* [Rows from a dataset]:
++++++++++

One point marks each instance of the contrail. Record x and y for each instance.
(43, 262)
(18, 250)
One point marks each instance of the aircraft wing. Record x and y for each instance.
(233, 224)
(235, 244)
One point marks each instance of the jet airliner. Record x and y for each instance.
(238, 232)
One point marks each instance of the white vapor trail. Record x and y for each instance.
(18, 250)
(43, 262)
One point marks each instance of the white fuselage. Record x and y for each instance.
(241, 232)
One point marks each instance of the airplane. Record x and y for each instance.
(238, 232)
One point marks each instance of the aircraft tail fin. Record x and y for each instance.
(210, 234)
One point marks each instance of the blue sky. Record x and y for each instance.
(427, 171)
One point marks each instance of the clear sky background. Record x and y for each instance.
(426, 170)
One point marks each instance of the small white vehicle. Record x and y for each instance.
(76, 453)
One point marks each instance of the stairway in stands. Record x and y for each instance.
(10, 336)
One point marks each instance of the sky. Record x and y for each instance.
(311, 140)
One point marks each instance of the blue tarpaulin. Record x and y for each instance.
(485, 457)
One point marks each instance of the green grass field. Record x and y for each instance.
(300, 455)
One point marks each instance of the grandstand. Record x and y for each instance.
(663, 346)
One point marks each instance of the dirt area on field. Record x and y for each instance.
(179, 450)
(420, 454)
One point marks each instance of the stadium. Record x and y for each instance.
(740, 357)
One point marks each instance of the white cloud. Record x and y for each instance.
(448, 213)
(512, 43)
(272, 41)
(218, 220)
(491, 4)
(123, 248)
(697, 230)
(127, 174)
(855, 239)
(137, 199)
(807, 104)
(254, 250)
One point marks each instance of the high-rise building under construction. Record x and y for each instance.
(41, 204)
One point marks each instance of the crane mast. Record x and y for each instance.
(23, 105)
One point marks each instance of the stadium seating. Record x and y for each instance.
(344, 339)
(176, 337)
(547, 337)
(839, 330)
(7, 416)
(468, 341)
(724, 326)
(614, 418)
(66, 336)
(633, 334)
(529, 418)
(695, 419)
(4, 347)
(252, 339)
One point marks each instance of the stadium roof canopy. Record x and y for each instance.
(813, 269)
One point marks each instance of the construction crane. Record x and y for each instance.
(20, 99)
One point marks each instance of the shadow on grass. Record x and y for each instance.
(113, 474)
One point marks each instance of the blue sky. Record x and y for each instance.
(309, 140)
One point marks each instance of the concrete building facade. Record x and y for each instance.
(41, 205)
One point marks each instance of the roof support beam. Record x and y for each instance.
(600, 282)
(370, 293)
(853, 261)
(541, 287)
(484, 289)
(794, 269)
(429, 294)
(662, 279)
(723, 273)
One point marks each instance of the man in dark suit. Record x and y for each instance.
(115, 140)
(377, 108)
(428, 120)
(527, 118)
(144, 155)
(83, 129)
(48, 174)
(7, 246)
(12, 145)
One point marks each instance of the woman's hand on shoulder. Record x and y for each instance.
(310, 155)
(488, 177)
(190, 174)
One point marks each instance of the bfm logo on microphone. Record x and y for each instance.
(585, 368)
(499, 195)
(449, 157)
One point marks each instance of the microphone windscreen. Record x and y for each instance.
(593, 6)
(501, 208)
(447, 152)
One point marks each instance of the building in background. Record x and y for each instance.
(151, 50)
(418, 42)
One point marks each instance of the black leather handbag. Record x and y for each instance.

++++++++++

* [Task prompt]:
Copy out each of the items above word for word, with no changes.

* [Reply to the exercise]:
One point marks each instance of the contrail. Record x and y for each instance.
(43, 262)
(18, 250)
One point marks each instance of the aircraft wing. Record x and y for each instance.
(233, 224)
(235, 244)
One point marks each instance of the jet airliner. Record x and y for each instance.
(238, 232)
One point marks each instance of the white vapor trail. Record x and y for each instance.
(18, 250)
(43, 262)
One point marks each instance of the white fuselage. Record x and y for each instance.
(241, 232)
One point marks each instance of the airplane. Record x and y for each instance.
(238, 232)
One point marks each instance of the aircraft tail fin. Record x and y for each instance.
(210, 234)
One point marks each instance of the blue sky. Record x and y for each instance.
(427, 171)
One point marks each instance of the clear sky background. Record x and y for each instance.
(426, 170)
One point marks each instance of the small white vehicle. Record x and y for each instance.
(76, 453)
One point marks each instance of the stairway in stands. Record x and y for each instance.
(10, 336)
One point marks each instance of the sky. Record x and y for each instance.
(311, 140)
One point marks each instance of the blue tarpaulin. Record x and y for each instance.
(485, 457)
One point marks each instance of the green grass field. Record x and y for each instance.
(300, 455)
One point marks each instance of the grandstand. Record x and y for each instance.
(663, 346)
One point marks each instance of the dirt area on field. Record x and y for each instance.
(179, 450)
(420, 454)
One point marks each instance of the stadium. Record x and y for each instance.
(740, 357)
One point marks each instance of the white cloud. Record x and y for each instance.
(448, 213)
(512, 43)
(272, 41)
(218, 220)
(491, 4)
(123, 248)
(697, 230)
(127, 174)
(855, 239)
(137, 199)
(807, 104)
(254, 250)
One point marks each instance of the high-rise building under construction. Record x and y for each instance.
(41, 204)
One point marks each instance of the crane mast. Record x and y for each instance.
(23, 105)
One point marks each instance of the stadium seating. Record x and y for each instance.
(344, 339)
(176, 337)
(547, 337)
(839, 330)
(7, 416)
(468, 341)
(724, 326)
(614, 418)
(66, 336)
(633, 334)
(529, 418)
(695, 419)
(4, 347)
(252, 339)
One point marks each instance of the stadium roof canopy. Record x and y for each instance.
(813, 269)
One point marks each instance of the construction crane. Record x and y for each instance.
(20, 99)
One point marks each instance of the shadow on grass. Record x and y for each instance.
(113, 474)
One point marks each instance of the blue sky. Record x and y for each instance.
(309, 140)
One point marks each instance of the concrete building facade. Record x and y for each instance.
(41, 205)
One point marks each instance of the roof support beam. Record x and y for each instance.
(600, 282)
(370, 293)
(853, 261)
(541, 287)
(484, 289)
(794, 269)
(429, 294)
(662, 279)
(723, 273)
One point marks each instance of the man in dark suit. Record x and y for each instance.
(115, 140)
(377, 108)
(428, 120)
(527, 118)
(144, 155)
(83, 129)
(48, 174)
(7, 246)
(12, 145)
One point marks each instance of the woman's hand on shoulder. Record x and y for each instance.
(310, 155)
(488, 177)
(190, 174)
One point marks each instance of the bfm logo on microphone. Record x and y for each instance.
(585, 368)
(499, 195)
(449, 157)
One point marks each instance of the microphone windscreen. Record x and y for each instance.
(593, 6)
(501, 208)
(447, 152)
One point marks each instance of the building in background. Record x and y for each instance.
(151, 50)
(418, 42)
One point marks each instance of the black leather handbag. Record x and y for each instance.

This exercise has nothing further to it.